[SUPPLIED RECORDS]

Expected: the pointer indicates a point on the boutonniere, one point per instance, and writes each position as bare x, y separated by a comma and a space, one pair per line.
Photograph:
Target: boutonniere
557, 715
==
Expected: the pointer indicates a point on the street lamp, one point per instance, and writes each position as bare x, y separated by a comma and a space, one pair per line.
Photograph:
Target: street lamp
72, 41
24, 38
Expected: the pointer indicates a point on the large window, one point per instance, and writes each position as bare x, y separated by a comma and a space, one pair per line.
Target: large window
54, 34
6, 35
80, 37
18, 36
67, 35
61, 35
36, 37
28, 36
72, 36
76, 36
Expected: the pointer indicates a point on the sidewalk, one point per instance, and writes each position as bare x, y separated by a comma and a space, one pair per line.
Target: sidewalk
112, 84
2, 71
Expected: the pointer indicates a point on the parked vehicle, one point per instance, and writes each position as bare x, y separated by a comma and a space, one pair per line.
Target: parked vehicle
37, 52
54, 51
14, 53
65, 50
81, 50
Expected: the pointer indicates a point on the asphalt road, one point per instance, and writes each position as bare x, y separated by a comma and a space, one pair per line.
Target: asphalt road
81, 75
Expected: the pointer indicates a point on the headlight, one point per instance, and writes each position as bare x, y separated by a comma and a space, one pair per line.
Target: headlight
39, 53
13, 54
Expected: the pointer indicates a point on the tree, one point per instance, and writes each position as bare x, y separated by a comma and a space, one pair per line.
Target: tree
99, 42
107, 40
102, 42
==
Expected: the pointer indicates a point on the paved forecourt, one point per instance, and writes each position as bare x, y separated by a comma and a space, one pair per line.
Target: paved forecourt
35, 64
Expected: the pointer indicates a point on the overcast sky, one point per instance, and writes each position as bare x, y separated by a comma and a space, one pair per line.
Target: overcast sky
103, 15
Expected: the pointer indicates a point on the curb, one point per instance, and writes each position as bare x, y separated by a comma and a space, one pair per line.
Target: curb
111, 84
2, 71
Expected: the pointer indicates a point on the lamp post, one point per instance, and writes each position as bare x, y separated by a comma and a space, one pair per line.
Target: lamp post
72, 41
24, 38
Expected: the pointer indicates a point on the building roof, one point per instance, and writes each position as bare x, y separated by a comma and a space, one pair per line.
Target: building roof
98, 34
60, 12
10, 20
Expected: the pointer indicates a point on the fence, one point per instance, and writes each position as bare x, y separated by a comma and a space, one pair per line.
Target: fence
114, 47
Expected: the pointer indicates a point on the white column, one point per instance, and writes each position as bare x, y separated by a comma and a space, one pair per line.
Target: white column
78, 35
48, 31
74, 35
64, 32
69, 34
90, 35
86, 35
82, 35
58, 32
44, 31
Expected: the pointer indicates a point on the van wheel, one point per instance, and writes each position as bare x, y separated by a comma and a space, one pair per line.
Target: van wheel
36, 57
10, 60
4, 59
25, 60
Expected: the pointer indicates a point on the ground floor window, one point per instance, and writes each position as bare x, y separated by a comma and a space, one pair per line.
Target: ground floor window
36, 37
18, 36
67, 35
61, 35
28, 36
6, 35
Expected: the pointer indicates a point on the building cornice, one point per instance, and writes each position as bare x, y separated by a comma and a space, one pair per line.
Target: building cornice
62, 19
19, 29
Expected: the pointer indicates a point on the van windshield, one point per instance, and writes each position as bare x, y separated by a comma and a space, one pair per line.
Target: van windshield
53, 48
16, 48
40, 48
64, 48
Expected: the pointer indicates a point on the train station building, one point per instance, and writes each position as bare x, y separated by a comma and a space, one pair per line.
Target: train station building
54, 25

[GIVEN TASK] Find every line in the entries above that contains the word "wheel" and copy each of those lines.

[RIGHT ANSWER]
Expected: the pointer indicates a point on the van wheel, one point per instance, and writes each position as bare x, y separated by a comma and a space, one pair per line.
Target: van wheel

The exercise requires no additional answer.